▸ **Records from a collection**:
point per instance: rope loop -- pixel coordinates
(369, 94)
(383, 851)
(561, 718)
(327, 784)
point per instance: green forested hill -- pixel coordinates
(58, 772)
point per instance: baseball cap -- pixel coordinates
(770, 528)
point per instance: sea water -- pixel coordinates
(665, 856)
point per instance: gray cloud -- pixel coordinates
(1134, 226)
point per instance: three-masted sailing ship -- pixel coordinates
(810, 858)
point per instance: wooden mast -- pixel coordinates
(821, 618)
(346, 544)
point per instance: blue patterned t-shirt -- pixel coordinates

▸ **Objective**: Repeat all of the lines above word for word, in the same order.

▸ **Response to this exercise**:
point per instance: rope loop -- pixel coordinates
(369, 94)
(383, 851)
(561, 718)
(327, 784)
point per instance: green forested hill -- pixel coordinates
(58, 772)
point per instance: baseball cap -- pixel coordinates
(770, 528)
point per instance: sea water -- pixel coordinates
(665, 856)
point per instance: gray cloud -- pixel coordinates
(1134, 226)
point per instance: three-masted sailing ship -- pixel coordinates
(810, 858)
point per instance: wooden mast -- pixel coordinates
(821, 618)
(346, 544)
point per instance: blue patterned t-shirt -- pixel coordinates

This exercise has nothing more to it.